# [SHORT PROBLEM]
Could you rewrite only the items from the line with "Reviewer note: confirm each instance of the water" up to and including the line with "pixel 221 26", replacing "Target" with "Label" and keeping everything else unchanged?

[Rows from a dataset]

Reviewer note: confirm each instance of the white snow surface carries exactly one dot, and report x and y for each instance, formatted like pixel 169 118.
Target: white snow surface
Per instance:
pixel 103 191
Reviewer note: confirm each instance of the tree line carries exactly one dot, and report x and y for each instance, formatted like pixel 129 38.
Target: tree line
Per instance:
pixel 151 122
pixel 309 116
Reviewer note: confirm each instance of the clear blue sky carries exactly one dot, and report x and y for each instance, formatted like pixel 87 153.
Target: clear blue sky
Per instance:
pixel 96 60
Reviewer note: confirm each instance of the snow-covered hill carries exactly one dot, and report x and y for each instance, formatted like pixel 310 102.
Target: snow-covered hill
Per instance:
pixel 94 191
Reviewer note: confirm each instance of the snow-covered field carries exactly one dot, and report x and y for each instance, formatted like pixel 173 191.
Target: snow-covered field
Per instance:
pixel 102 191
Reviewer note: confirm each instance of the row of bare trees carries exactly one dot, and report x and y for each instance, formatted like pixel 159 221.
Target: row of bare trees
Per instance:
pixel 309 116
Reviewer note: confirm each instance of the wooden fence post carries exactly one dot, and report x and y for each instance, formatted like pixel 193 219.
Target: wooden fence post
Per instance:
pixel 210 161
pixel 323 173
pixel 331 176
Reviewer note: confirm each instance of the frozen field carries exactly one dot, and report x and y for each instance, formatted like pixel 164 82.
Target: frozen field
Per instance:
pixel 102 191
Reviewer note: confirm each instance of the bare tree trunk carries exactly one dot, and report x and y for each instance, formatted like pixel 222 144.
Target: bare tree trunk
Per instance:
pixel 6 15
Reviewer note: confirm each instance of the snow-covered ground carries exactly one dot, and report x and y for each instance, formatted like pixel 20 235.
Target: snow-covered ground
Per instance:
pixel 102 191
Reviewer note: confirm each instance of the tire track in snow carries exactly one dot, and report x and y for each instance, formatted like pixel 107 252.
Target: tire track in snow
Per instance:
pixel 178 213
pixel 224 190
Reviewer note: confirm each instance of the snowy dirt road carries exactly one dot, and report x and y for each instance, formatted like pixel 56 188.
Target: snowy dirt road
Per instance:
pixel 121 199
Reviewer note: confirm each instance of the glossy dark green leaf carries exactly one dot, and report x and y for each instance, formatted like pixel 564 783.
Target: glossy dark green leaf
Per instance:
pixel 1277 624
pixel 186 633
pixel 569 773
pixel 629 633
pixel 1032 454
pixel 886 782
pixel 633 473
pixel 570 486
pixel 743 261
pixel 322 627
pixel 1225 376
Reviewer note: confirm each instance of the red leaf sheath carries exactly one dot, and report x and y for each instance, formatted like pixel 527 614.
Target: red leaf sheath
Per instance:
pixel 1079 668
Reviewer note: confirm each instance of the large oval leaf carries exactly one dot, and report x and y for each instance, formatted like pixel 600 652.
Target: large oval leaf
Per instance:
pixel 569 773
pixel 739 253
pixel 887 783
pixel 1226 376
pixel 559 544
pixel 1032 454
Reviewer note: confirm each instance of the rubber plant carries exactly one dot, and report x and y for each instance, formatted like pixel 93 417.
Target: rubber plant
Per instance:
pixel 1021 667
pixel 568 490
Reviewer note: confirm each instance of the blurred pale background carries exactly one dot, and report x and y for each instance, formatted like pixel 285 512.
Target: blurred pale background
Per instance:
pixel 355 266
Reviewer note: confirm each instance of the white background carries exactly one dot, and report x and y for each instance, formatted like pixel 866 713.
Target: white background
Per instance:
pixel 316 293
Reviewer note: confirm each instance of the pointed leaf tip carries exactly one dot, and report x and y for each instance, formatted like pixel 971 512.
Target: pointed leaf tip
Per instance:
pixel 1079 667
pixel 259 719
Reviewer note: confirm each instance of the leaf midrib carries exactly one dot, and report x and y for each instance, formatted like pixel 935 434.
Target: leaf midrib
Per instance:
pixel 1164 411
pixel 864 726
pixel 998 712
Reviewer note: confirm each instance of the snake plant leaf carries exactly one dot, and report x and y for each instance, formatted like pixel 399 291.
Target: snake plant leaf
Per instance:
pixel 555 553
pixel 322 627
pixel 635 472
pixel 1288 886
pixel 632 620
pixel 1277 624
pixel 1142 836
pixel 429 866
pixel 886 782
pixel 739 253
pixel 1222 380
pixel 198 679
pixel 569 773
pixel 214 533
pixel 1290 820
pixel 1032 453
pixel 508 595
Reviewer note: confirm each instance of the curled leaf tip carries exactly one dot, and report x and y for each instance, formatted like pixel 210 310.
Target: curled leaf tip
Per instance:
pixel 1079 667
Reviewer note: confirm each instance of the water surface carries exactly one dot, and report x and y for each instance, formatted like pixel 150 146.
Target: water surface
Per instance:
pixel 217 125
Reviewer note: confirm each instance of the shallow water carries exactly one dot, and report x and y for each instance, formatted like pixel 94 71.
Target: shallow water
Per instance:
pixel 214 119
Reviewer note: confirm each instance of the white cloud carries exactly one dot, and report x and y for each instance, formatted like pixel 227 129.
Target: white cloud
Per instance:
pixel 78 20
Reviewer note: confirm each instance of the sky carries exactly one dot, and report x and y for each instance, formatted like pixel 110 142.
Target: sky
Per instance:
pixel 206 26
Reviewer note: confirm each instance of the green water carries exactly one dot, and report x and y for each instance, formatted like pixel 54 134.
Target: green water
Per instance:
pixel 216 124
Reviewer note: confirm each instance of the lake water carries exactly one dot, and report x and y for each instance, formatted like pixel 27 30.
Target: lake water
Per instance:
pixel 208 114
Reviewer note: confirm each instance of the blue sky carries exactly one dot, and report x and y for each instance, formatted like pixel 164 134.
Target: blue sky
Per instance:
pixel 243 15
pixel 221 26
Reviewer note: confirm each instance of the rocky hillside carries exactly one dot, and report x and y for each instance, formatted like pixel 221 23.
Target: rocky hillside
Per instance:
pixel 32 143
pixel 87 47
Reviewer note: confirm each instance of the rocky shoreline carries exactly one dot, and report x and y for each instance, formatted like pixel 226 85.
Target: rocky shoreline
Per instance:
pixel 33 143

# [TASK RESPONSE]
Reviewer note: confirm each instance of the water surface carries exactly one dot, and report x and y for each instance, formatted like pixel 150 146.
Label: water surface
Per instance:
pixel 217 125
Reviewer note: confirm each instance of the shallow water carries exactly one dot, and report x and y for each instance, formatted like pixel 94 71.
Label: shallow water
Per instance:
pixel 214 119
Reviewer note: confirm each instance of the white cloud carries exactly one dot, and report x and y for each instance, formatted like pixel 227 129.
Label: white cloud
Per instance:
pixel 78 20
Reviewer note: confirm each instance of the sky carries exactly one dot, and report x and y for each instance, formatted like pixel 110 142.
Label: sky
Per instance:
pixel 206 26
Reviewer note: confirm each instance of the green water carries exactly one dot, and report x and y for each instance, formatted like pixel 54 134.
Label: green water
Per instance:
pixel 216 124
Reviewer note: confirm each instance of the lake water carries exactly one dot, and report x and y for each instance, formatted like pixel 27 30.
Label: lake water
Per instance:
pixel 208 114
Reviewer note: confirm each instance of the blue sky carries exactly one dot, and report x and y for each instance, formatted like pixel 164 134.
Label: blue sky
Per instance:
pixel 243 15
pixel 221 26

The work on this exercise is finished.